_PASSAGE SHOWN_
-- Begin --
In fact, it's probably helpful to spend some time with totally different styles of music from your own, to learn the width and breadth of techniques available. Think of the way Bach would develop a phrase through counterpoint, and the interaction of similar phrases. Listen to Beethoven's Fifth Symphony and the way he develops a simple four note motif over the course of a half-hour piece of music. Think of the multitude of ways this concept of development of phrases or motifs has been approached, by Wagner, Copland, Coltrane, Clapton, and so on. Every one of them produced a lifetime's worth of music to explore and learn from.

Do try, too, to think about it in terms of developing a phrase. Ideas don't often come fully formed to an improvising musician. Instead, we'll take a phrase, either invented or from the content of the tune as the case may be, and expound upon it, using variation and invention to bring our own take and ideas to the framework we're working within. I neglected to mention this at first because it seems obvious, but be sure you know the tune. We guitarists are particularly prone to learning the changes but not the melody of the song. If you have the melody well in hand and in mind, it will help you to keep your improvisation "in context" as it were, and it'll be a rich resource for melodic ideas.
-- End --
(Collection entries)
-- Begin --
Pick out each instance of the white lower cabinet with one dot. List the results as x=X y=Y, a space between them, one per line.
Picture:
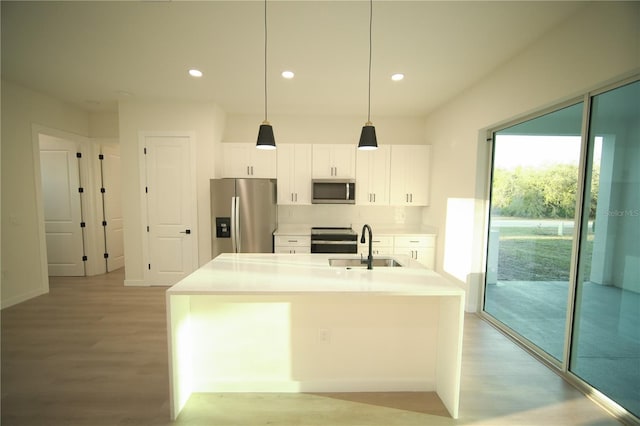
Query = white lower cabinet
x=419 y=247
x=292 y=244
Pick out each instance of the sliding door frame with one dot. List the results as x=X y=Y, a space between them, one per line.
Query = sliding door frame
x=560 y=367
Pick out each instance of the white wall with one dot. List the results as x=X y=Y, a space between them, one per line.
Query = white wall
x=206 y=122
x=598 y=45
x=23 y=273
x=103 y=125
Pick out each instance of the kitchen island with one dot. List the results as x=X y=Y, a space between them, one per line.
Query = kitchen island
x=293 y=323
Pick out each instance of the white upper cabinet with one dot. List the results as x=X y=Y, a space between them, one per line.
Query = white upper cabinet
x=334 y=161
x=372 y=176
x=294 y=174
x=244 y=160
x=410 y=175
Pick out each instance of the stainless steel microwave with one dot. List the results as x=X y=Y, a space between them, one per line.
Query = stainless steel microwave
x=333 y=191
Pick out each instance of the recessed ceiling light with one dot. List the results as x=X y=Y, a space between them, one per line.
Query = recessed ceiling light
x=195 y=73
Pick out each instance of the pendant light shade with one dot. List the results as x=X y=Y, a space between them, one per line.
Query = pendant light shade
x=266 y=140
x=368 y=140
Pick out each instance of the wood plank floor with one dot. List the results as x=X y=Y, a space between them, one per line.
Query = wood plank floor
x=93 y=352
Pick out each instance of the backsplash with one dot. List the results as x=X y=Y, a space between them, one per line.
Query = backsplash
x=349 y=215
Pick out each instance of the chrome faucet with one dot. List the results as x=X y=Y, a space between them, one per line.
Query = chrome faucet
x=370 y=257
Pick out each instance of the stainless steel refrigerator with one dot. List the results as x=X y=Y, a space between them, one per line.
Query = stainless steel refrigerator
x=243 y=215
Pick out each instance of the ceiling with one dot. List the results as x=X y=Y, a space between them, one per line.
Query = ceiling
x=94 y=54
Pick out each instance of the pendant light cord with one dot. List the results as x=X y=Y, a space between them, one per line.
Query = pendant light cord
x=370 y=42
x=265 y=60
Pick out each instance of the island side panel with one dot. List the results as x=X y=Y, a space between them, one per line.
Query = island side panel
x=448 y=371
x=316 y=342
x=364 y=343
x=180 y=352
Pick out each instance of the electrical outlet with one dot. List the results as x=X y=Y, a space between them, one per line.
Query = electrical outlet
x=324 y=335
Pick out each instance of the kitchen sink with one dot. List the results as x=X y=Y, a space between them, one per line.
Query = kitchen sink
x=384 y=262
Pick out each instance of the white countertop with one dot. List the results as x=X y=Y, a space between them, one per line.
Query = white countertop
x=303 y=229
x=269 y=274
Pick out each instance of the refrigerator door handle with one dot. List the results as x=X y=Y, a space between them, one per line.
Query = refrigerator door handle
x=233 y=225
x=238 y=245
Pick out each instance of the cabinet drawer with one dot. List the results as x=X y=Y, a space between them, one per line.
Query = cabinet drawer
x=292 y=250
x=415 y=240
x=293 y=240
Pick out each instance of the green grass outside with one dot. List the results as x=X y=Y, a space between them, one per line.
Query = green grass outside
x=536 y=254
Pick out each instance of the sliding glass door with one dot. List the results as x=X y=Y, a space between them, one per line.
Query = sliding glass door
x=563 y=250
x=606 y=339
x=533 y=198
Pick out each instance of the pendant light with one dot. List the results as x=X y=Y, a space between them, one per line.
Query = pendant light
x=368 y=140
x=266 y=140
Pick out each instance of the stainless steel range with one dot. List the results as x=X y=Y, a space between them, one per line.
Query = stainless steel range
x=333 y=240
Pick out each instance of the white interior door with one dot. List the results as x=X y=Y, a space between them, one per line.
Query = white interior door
x=171 y=209
x=112 y=204
x=59 y=170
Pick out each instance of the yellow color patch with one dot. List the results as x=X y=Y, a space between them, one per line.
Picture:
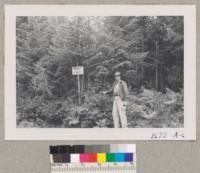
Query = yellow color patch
x=101 y=157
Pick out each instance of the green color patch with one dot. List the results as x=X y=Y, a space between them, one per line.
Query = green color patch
x=110 y=157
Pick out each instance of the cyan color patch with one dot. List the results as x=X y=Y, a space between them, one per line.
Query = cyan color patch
x=119 y=157
x=128 y=157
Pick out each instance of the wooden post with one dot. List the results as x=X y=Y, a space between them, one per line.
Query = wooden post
x=79 y=98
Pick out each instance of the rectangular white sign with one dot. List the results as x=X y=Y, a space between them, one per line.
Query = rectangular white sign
x=77 y=70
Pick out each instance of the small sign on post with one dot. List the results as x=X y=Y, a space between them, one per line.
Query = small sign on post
x=78 y=70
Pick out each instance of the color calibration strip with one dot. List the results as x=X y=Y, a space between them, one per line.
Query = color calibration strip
x=93 y=158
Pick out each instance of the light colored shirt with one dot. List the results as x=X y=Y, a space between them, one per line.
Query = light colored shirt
x=116 y=89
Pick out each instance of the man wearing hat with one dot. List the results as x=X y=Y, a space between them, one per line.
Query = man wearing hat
x=120 y=93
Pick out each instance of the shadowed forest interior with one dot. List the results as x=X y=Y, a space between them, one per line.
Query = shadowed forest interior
x=147 y=50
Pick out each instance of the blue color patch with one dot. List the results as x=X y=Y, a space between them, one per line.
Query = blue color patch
x=119 y=157
x=128 y=157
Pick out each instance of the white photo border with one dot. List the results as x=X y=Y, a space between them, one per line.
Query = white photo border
x=188 y=132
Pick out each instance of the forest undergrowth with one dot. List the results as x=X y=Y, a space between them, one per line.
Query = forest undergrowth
x=146 y=108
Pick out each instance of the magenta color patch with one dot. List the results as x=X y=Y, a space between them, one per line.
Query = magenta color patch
x=84 y=157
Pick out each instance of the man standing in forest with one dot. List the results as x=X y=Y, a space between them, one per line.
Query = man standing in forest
x=120 y=93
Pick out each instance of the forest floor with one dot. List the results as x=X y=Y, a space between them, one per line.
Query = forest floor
x=146 y=109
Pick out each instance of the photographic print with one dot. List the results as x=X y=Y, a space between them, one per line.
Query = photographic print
x=110 y=71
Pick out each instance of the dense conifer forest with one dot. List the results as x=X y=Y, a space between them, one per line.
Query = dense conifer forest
x=147 y=50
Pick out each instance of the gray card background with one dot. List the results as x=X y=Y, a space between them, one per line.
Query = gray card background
x=152 y=156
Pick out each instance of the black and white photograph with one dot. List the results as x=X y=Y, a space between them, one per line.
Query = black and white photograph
x=100 y=71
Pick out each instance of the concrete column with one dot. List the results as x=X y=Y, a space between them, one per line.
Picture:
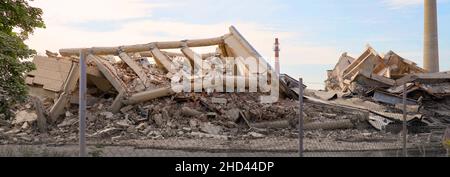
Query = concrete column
x=277 y=56
x=431 y=49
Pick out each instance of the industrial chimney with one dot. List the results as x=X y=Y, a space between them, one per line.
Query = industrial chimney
x=277 y=56
x=431 y=48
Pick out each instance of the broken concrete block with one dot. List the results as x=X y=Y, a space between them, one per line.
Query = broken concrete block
x=142 y=126
x=158 y=119
x=67 y=122
x=106 y=133
x=205 y=135
x=219 y=100
x=126 y=109
x=25 y=126
x=211 y=115
x=123 y=123
x=233 y=114
x=24 y=116
x=68 y=114
x=193 y=123
x=256 y=135
x=190 y=112
x=108 y=115
x=210 y=128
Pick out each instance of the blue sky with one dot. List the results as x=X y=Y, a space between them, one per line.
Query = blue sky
x=313 y=34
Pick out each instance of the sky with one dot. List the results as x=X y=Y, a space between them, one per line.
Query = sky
x=313 y=34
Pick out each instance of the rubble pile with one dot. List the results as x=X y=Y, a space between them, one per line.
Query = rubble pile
x=132 y=95
x=381 y=81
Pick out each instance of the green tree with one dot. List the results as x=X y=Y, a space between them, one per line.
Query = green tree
x=17 y=21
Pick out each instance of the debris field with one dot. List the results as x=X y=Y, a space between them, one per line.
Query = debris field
x=130 y=97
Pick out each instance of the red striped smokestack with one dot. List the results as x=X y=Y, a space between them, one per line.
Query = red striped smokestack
x=277 y=56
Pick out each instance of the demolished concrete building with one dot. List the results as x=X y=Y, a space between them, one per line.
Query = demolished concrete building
x=131 y=96
x=383 y=79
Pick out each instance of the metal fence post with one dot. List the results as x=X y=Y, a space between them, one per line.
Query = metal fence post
x=300 y=122
x=405 y=128
x=82 y=104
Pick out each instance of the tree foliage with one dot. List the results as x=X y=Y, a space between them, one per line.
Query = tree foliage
x=17 y=21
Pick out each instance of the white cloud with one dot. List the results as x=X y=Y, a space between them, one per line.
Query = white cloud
x=396 y=4
x=73 y=11
x=62 y=16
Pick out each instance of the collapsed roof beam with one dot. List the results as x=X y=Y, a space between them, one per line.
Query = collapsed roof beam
x=145 y=47
x=135 y=67
x=162 y=60
x=174 y=54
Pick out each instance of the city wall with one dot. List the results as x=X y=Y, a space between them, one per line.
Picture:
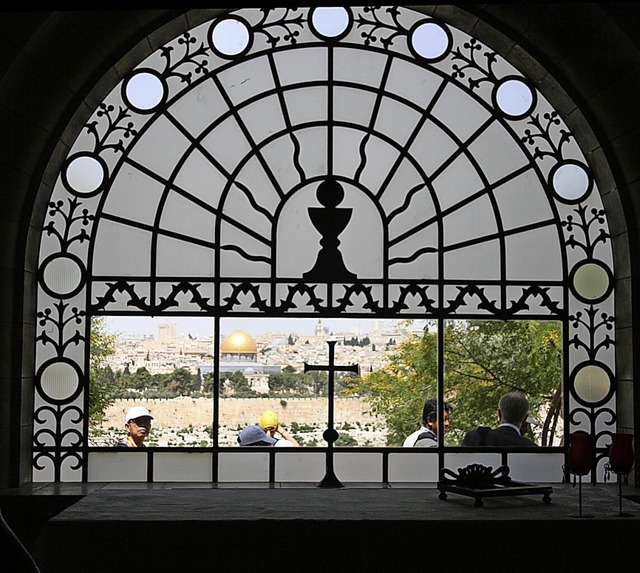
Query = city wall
x=183 y=412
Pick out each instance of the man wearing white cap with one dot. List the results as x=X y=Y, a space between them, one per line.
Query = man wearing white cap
x=137 y=422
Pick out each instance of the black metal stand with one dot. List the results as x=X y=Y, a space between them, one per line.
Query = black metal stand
x=480 y=481
x=620 y=512
x=580 y=514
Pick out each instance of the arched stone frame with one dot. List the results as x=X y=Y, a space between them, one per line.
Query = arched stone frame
x=64 y=273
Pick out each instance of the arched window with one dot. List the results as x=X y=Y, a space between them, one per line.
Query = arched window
x=336 y=162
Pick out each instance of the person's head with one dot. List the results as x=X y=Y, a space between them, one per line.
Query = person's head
x=255 y=436
x=269 y=422
x=513 y=408
x=430 y=415
x=137 y=422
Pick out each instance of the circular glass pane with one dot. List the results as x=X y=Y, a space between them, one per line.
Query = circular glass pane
x=592 y=384
x=230 y=37
x=514 y=98
x=330 y=22
x=591 y=281
x=62 y=276
x=571 y=181
x=430 y=41
x=144 y=91
x=59 y=381
x=84 y=174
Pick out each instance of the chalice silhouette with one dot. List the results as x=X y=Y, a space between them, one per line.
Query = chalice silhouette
x=330 y=220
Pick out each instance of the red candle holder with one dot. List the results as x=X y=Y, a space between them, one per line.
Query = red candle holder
x=580 y=460
x=621 y=460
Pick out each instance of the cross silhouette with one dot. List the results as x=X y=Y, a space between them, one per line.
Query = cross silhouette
x=330 y=435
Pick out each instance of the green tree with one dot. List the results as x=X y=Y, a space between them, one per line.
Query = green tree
x=102 y=387
x=398 y=391
x=483 y=360
x=237 y=384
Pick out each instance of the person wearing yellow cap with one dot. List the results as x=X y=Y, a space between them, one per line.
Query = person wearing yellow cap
x=270 y=424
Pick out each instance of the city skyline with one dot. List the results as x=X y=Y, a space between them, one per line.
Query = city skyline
x=203 y=326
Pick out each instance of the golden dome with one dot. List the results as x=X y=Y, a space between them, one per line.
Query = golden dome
x=239 y=341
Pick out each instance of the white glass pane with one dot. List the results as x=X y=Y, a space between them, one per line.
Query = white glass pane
x=155 y=153
x=118 y=466
x=536 y=254
x=459 y=112
x=247 y=79
x=358 y=467
x=476 y=262
x=300 y=468
x=413 y=468
x=182 y=467
x=134 y=196
x=112 y=240
x=299 y=66
x=522 y=201
x=243 y=467
x=536 y=468
x=354 y=67
x=475 y=220
x=497 y=155
x=179 y=258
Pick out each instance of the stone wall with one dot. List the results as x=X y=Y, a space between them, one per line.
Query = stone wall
x=183 y=412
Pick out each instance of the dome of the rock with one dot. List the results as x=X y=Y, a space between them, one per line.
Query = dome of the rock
x=239 y=342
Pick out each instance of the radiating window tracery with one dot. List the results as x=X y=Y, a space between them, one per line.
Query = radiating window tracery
x=193 y=185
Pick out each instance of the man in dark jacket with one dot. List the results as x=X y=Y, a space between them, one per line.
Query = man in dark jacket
x=513 y=409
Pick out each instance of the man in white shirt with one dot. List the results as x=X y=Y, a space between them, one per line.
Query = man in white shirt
x=270 y=424
x=427 y=435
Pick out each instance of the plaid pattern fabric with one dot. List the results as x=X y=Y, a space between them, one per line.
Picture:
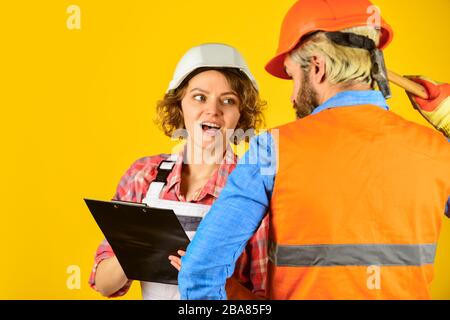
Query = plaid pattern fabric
x=251 y=267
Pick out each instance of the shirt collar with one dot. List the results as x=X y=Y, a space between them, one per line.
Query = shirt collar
x=213 y=186
x=354 y=98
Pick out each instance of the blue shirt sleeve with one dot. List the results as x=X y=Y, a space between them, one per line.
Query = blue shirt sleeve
x=232 y=220
x=447 y=208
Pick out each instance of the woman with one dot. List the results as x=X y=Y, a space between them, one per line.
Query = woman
x=211 y=95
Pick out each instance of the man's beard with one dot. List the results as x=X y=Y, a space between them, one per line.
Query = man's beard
x=307 y=99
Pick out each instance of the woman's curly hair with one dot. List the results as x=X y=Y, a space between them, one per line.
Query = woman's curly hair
x=170 y=117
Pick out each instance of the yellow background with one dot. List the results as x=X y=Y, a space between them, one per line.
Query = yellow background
x=77 y=109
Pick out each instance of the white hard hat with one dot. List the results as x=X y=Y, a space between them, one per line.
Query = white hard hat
x=209 y=55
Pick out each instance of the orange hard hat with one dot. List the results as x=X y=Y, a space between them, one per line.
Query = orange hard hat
x=307 y=16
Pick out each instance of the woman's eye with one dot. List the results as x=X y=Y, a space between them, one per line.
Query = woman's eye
x=229 y=101
x=199 y=97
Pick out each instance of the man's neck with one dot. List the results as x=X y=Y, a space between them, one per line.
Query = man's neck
x=333 y=90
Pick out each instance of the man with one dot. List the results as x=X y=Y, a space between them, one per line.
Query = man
x=357 y=201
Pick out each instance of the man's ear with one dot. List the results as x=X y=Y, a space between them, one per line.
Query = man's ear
x=317 y=71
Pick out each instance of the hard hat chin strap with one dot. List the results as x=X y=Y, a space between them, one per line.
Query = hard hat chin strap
x=378 y=71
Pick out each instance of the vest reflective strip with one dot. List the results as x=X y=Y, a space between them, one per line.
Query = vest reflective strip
x=351 y=255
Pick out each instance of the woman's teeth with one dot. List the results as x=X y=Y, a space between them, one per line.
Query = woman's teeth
x=210 y=126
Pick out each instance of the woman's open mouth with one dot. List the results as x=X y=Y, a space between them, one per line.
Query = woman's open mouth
x=210 y=128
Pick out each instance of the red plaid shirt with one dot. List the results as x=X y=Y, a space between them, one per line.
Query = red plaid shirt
x=251 y=267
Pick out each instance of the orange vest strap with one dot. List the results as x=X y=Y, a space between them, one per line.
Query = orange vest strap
x=351 y=255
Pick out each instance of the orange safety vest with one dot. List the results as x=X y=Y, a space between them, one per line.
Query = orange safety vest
x=357 y=206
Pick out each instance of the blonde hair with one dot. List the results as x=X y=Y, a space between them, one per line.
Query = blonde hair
x=344 y=65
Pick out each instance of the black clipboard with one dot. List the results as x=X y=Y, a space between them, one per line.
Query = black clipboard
x=142 y=238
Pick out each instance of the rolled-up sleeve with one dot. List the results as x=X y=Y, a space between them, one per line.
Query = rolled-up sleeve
x=232 y=220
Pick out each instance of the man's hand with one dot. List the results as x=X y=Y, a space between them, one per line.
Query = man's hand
x=435 y=109
x=176 y=261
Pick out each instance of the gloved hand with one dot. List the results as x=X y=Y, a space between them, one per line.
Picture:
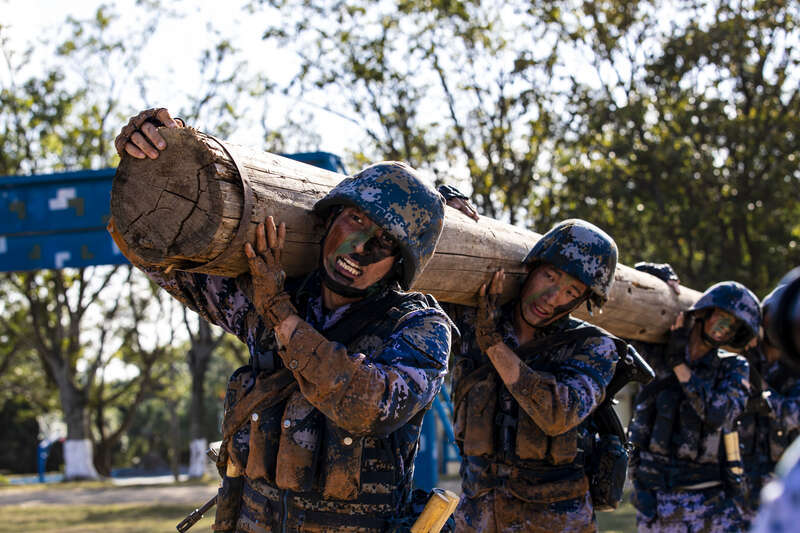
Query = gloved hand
-- End --
_GOALS_
1. According to the passage on musical improvisation, what are guitarists particularly prone to doing?
2. Extend the passage on musical improvisation, picking up after its final sentence.

_SET OF ANSWERS_
1. Learning the changes of a song but not its melody.

2.
There are, of course, lots of technical things to think about in the mix, ideas which can span the whole spectrum of music really. A brief selection of my favorites might include:

  • Phrasing/Rhythm: Think about how your phrases develop. Are you playing straight quarter/eighth/sixteenth notes? Maybe you could introduce some triplets into the mix, or even some more complex polyrhythms if you're feeling ambitious. Spend some time on the evolution of these patterns through your phrases. Building from slower or simpler melodic statements into more rapid or complex ones is a common technique. Try that, or try subverting it. Think also about the length of your phrases, about syncopation, about using rests or sustained notes to break up a phrase. Another useful thing, particularly for guitarists (and indeed players of any instrument that isn't blown), is to try to be more conscious of your breathing when planning the length and rhythm of your phrases. This can lend a more "natural" feel to your playing.
  • Melody: What shapes do you use for your melodies? If you feel like you're running scales, try practicing arpeggios, and try breaking them up, changing directions, repeating only certain notes. Imagine a contour (not necessarily a precise one) of your melody. Is it repetitive, is it ascending, is it descending, is it all over the place? Try sketching a squiggly line on a piece of paper, then improvising a melody following the contour of that line. Do it again with a different shape. Learn how those shapes can affect the feelings expressed in your phrase.
  • Harmony: How does your melody relate to the harmony of the piece? Could you make a different choice that would make it more interesting? As a jazz player, one of my favorite tricks for getting "outside" is to take a short motif and repeat it some arbitrary interval away. Maybe you could choose notes from the Dorian mode rather than the natural minor over this chord. Obviously, this'll depend a bit on your music theoretical knowledge and the style you're playing in.
  • Articulation: How are you hitting the strings? Are you playing legato or staccato? Are you bending notes a little, or a lot, or not at all? Obviously experiment with this on your own to find your preferences. This is an area in particular where listening to and transcribing other musicians will be immensely helpful. Why do Chet Atkins and Leo Kottke and Yngwie Malmsteen and Stevie Ray Vaughan each sound so distinctly different from each other? Don't cop out and say "equipment", either—try playing a phrase the way you think one player might, then another player.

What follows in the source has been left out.